### Estratto scelto
Si fidanzarono e il fidanzamento durò quasi due anni, poi si sposarono senza troppo clamore, e vennero a vivere a Milano, in una piccola casa di ringhiera a due piani in via Porro Lambertenghi,in fondo alla via Farini, dove lo zio aveva comprato due stanze.

Erano proprio due stanze. E neanche tanto grandi. Una era quella che fungeva da ingresso, soggiorno e cucina, mentre, all'interno, una porta la divideva dalla camera da letto che affacciava invece dall'altro lato della casa, sulla via Lambertenghi....il bagno, se così si può chiamare, era in fondo alla ringhiera, in comune con le altre due famiglie che vivevano su quel lato.
Consisteva in una turca e stop. Come ho già avuto modo di raccontare, ci si lavava nella tinozza, scaldando l'acqua sul fornello a gas...oppure si andava alle docce pubbliche, ce n'erano e ce ne sono molte tuttora sparse in tutta la città...

Ci ha vissuto praticamente quasi tutta la sua vita in quelle due stanze senza servizi......
zio Danilo era un tornitore specializzato, e per quel tempo era una qualifica che garantiva una paga abbastanza alta. Ma non tanto alta da permettere alla zia di fare solo la casalinga.
Così lei mise a frutto quello che aveva imparato quando da ragazzina aiutava la madre a lavorare le spolette di seta. Era occhiellaia, faceva asole in seta a giacche e pantaloni, lavorava per i sarti che a quel tempo erano molto numerosi perché gli abiti venivano fatti fare dalle sartorie, non esistevano ancora le confezioni in serie, vennero molto dopo.
Un mestiere parecchio ricercato il suo, non erano molti a saperlo fare bene, e lei invece era anche molto richiesta, aveva parecchio lavoro e un giro numeroso di sarti che le affidavano le loro creazioni da rifinire... c'era sempre un via vai frenetico su per quelle scale!
Occhiellaia.....a dirlo oggi credo che pochi sappiano cosa significhi....già quando l'ho conosciuta io il lavoro era molto calato, non c'era più tanto bisogno di occhielli fatti a mano, costavano troppo rispetto a quelli fatti a macchina, quelli fatti a mano erano più per l'alta sartoria che altro...
Ma lei continuò a cucire le asole delle giacche finché ci fu un sarto a chiederglielo...ricordo di averla vista curva su una giacca che era già molto avanti con gli anni, poi smise anche perché non ci vedeva più tanto bene...

Come sua sorella Letizia, anche a lei piaceva cucinare, e lo faceva davvero bene.

Lo zio Danilo, così racconta mio marito, era un tipo abbastanza strano e anche un po' burlone...

### Blocco dati
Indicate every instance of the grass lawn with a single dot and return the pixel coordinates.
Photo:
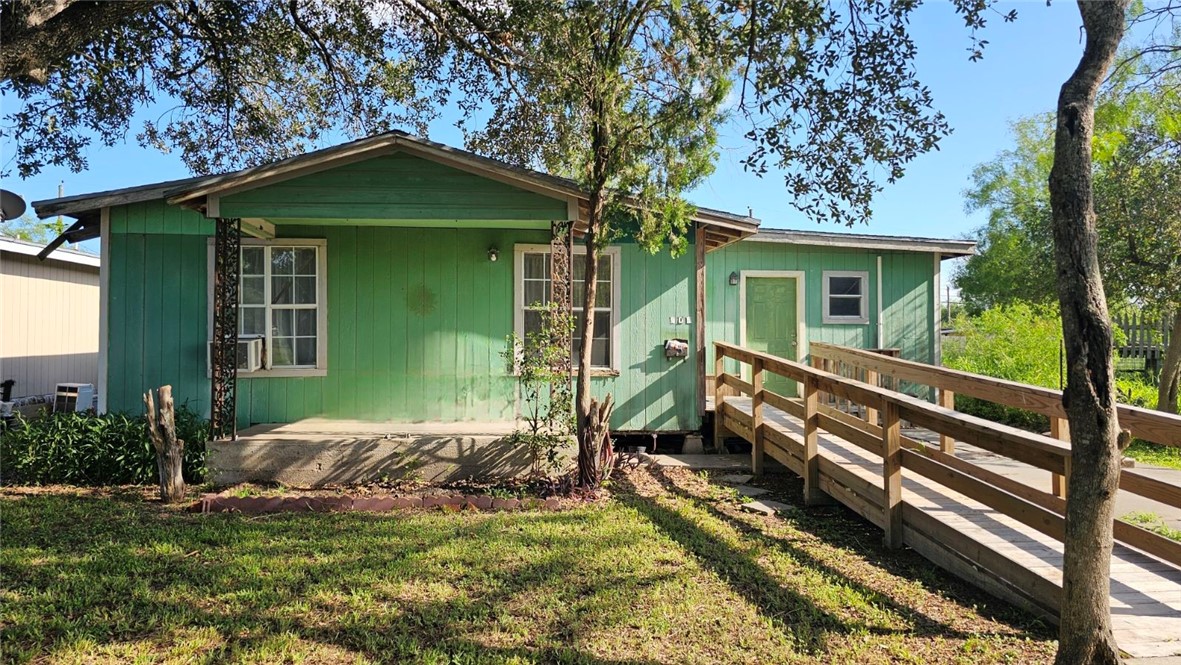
(1154, 454)
(666, 571)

### Consegna
Stampa senza alcuna modifica il tratto del racconto sulla zia occhiellaia che va da "Ma lei continuò" fino a "più tanto bene..." compreso.

### Risultato
Ma lei continuò a cucire le asole delle giacche finché ci fu un sarto a chiederglielo...ricordo di averla vista curva su una giacca che era già molto avanti con gli anni, poi smise anche perché non ci vedeva più tanto bene...